## Parts of the exercise:
a) In the radio interview about ISIS in Iraq, which city is Jane Arraf reporting from?
b) Resume the radio interview about ISIS in Iraq, picking up after its last line.

## Document text:
This is WEEKEND EDITION from NPR News. I'm Scott Simon. President Obama is weighing a range of options to try to respond to the rise of radical Islamist fighters in Iraq. The Islamic State of Iraq and Syria, known as ISIS, now controls a wide stretch of territory in Iraq's Sunni heartland, and they are threatening to march on Baghdad. Now this is a group that is so extreme, even al-Qaida's leadership has distanced itself from them.

Reporter Jane Arraf joins us from Erbil, which is the capital of the Kurdish Regional Government. Jane, thanks very much for being with us.

JANE ARRAF: Thank you.

SIMON: Can you tell how much territory ISIS controls now?

ARRAF: Oh, it controls all of Mosul - hugely significant because it's Iraq's second biggest city and not that far from the Kurdish territory. It also controls, by all accounts, Tikrit, Saddam Hussein's hometown. There's fighting on the edges of Samarra, which is where a vital Shia shrine is, whose bombing led to the civil war that this country went through just a few years ago. And, of course, it continues in Fallujah with ISIS in control of most of Fallujah, a city familiar to Americans from that bitter battle in 2004.

As this is Iraq, it's not quite as simple as just ISIS being in control. In Mosul, it's several groups, including former Baathists, young men from Al Anbar, and kind of a new face of ISIS that we haven't seen before.

SIMON: The new face is what?

ARRAF: Essentially, as odd as it seems, a group that's trying to be kinder, gentler and all about good governance. Now I've been hearing this over and over from people who have fled Mosul, including a priest I spoke with yesterday who went back to Mosul to check on his church. He said they smiled at him, they said welcome back, and they actually asked he and the nuns to pray for them, to pray for victory.

The people who have fled Mosul are terrified of potential airstrikes and terrified of the al-Qaida that they knew in the past that has slaughtered people. They say this is not that same group. They've restored water. They've restored electricity. They've actually taken money that they've looted from the central bank, and according to residents and former officials from Mosul, they've handed them out to people to clean the streets. Now that doesn't mean there's a rosy scenario ahead for that city. They've also put out a manifesto that tells women that they need to dress modestly and, wherever possible, stay home.

SIMON: Iraq's leading Shiite cleric has called on able-bodied men to take up arms against ISIS. Are they in a better position than the American trained Iraqi army who shucked off their uniforms and fled the scene?

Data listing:
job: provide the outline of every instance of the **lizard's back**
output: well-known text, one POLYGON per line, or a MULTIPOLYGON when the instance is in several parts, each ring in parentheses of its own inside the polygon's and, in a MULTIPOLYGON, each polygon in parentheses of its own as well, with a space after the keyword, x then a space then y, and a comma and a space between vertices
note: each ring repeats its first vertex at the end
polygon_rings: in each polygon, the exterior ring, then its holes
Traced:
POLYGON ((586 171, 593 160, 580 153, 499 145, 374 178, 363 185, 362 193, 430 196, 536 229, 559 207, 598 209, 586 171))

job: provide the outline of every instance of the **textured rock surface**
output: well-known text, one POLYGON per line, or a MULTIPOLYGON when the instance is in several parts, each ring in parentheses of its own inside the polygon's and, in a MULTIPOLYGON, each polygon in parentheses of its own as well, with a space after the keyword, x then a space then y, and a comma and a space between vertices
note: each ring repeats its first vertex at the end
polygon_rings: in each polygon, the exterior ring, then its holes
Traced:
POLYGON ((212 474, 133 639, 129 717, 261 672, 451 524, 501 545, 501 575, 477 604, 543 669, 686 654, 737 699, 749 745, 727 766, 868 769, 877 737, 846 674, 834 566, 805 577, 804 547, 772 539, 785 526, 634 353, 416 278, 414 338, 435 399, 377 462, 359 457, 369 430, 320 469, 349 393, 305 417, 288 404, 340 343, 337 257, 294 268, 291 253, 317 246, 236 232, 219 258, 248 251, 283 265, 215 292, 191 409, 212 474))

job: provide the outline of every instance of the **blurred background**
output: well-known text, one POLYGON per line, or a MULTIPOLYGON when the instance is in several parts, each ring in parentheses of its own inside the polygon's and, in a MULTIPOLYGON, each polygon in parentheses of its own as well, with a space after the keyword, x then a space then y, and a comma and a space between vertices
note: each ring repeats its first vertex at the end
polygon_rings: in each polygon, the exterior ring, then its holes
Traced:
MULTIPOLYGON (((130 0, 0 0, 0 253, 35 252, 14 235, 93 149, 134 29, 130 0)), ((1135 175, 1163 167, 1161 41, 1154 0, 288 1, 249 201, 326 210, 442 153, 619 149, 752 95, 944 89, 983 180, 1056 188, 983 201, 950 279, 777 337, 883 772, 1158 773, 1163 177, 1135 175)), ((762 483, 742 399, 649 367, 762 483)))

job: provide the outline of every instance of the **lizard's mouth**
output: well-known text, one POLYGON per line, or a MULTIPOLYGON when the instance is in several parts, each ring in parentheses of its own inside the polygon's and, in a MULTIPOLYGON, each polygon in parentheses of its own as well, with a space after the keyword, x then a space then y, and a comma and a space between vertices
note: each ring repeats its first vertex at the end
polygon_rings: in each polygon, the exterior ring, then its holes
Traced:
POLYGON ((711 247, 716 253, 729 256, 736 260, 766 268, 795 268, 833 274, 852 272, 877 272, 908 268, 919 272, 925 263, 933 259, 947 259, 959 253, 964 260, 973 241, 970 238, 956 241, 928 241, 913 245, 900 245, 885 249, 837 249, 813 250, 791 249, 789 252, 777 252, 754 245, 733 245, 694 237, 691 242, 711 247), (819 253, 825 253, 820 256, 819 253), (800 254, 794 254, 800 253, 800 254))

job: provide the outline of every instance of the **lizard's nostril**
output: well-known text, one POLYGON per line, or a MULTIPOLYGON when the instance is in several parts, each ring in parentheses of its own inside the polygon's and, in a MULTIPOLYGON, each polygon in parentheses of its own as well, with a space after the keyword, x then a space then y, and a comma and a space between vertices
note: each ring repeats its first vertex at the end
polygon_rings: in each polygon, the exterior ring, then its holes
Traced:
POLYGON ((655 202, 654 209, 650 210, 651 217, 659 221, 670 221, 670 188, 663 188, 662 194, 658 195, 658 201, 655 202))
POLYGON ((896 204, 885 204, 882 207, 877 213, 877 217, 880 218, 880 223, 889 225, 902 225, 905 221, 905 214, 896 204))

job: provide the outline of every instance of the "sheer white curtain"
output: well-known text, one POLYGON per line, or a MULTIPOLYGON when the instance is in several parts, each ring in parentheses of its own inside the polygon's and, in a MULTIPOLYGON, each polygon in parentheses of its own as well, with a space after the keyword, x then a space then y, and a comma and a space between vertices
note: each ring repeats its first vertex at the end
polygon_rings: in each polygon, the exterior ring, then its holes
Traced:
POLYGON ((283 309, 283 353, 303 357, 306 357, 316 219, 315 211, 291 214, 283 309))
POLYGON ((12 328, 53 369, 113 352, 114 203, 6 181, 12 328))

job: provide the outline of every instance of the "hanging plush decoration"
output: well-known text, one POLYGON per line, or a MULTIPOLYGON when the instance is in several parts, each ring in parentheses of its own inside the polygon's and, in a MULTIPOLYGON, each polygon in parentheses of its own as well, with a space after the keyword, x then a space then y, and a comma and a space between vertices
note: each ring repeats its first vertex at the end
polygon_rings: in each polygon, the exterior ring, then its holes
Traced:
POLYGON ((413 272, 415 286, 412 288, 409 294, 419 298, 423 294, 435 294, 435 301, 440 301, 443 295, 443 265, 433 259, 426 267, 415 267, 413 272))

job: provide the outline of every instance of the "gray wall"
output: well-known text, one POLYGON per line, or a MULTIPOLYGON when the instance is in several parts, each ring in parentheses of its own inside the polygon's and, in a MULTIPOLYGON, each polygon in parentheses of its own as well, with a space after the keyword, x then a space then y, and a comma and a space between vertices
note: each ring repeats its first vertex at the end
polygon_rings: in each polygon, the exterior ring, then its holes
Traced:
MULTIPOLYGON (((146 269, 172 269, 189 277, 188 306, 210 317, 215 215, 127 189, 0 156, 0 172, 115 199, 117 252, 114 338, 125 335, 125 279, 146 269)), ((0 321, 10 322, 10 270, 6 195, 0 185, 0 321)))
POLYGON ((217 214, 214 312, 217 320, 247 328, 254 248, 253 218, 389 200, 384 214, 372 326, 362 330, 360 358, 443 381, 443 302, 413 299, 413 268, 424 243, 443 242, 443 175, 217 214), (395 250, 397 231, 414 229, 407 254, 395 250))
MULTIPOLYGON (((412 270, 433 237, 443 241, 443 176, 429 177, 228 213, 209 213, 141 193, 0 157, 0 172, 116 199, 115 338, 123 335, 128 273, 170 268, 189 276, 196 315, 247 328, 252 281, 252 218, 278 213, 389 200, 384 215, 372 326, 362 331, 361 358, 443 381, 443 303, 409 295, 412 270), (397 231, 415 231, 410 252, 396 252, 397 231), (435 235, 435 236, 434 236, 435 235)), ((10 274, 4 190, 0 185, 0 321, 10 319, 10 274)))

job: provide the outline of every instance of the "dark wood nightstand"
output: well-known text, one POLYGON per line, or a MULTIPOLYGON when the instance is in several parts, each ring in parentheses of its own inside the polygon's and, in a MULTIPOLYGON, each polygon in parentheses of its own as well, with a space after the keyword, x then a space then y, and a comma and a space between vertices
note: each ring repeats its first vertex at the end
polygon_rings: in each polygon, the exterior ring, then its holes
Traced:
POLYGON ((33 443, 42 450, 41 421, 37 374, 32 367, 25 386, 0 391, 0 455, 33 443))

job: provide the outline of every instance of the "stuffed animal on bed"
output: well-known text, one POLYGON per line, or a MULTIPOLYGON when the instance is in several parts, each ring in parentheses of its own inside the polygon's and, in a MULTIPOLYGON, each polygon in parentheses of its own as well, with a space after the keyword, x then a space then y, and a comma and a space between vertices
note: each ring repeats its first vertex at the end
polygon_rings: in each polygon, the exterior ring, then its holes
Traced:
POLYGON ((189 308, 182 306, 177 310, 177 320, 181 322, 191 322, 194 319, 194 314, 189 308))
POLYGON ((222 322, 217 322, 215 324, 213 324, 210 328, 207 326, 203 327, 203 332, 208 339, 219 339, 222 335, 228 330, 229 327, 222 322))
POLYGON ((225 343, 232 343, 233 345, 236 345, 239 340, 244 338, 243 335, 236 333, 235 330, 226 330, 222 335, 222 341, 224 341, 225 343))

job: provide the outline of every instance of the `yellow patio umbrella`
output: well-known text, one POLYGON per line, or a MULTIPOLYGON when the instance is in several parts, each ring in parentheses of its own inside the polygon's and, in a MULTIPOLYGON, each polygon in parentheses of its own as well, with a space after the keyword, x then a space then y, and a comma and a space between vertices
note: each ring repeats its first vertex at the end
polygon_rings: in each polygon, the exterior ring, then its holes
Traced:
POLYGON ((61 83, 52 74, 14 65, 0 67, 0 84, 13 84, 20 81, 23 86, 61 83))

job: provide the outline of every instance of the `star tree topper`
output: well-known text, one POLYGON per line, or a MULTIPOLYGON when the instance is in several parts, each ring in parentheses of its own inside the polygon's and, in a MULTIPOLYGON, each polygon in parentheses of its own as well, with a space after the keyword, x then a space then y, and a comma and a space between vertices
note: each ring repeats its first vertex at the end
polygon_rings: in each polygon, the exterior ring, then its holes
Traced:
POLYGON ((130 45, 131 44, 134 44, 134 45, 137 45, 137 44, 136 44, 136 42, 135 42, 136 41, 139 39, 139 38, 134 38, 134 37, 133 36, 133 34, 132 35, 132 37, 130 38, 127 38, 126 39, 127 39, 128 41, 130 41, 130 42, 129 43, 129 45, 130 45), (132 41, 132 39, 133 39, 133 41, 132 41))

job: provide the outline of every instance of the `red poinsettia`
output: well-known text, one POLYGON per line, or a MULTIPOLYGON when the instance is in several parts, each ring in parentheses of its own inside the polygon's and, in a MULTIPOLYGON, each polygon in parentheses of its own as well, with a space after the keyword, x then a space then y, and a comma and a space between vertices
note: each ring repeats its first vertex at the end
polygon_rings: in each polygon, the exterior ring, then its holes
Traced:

## Final results:
a) Erbil, the capital of the Kurdish Regional Government.

b)
ARRAF: Well, certainly one of the dynamics there is that for the past ten years as the U.S. has been spending billions of dollars on training Iraqi security forces, there hasn't been so much invested on the political front. So you have an army that's seen as quite sectarian Shia-based for the most part. And it's never been welcomed in places like Mosul, and certainly in Fallujah, where they were driven out. They're not really capable of the kind of tasks they're being called to do, which isn't just protecting the border as armies normally do, they're actually being asked to do classic counterinsurgency, and they're just not equipped for it.

So the Shia militia certainly are an integral, although unfortunate, now, part of the security scene here. They certainly will be more effective in fighting but also more effective in what many fear is what we're seeing as the unfolding disintegration of this country. As soon as Shia militias get involved, you get the scenario that we've seen so painfully here before, which is essentially civil war - Shia militias versus Sunni extremists.

SIMON: At the center of President Obama's remarks yesterday seemed to be an appeal - maybe even a precondition to the Shiite Prime Minister of Iraq, Nouri al-Maliki, to reach out to other communities. Is there an indication that that's going to happen?

ARRAF: I think now if it hadn't been painfully clear that that kind of reconciliation had been needed, certainly now he is in a position to have to ask help from people who he normally wouldn't be seeking help from. That includes not just the Americans but also significantly the Kurds. The Kurdish Peshmerga - the fighting force here that's been trained and ready and fighting for decades against Saddam Hussein to start with - is really the only efficient fighting force that's left, so Prime Minister Maliki is asking for help from the Kurds. Now the Kurds and Maliki's party and the Sunni parties are embroiled in a political crisis as well as this security crisis. So that further complicates the position that Nouri al-Maliki is in.

SIMON: Reporter Jane Arraf speaking from Erbil in the Kurdish territories of Iraq. Thanks so much for being with us.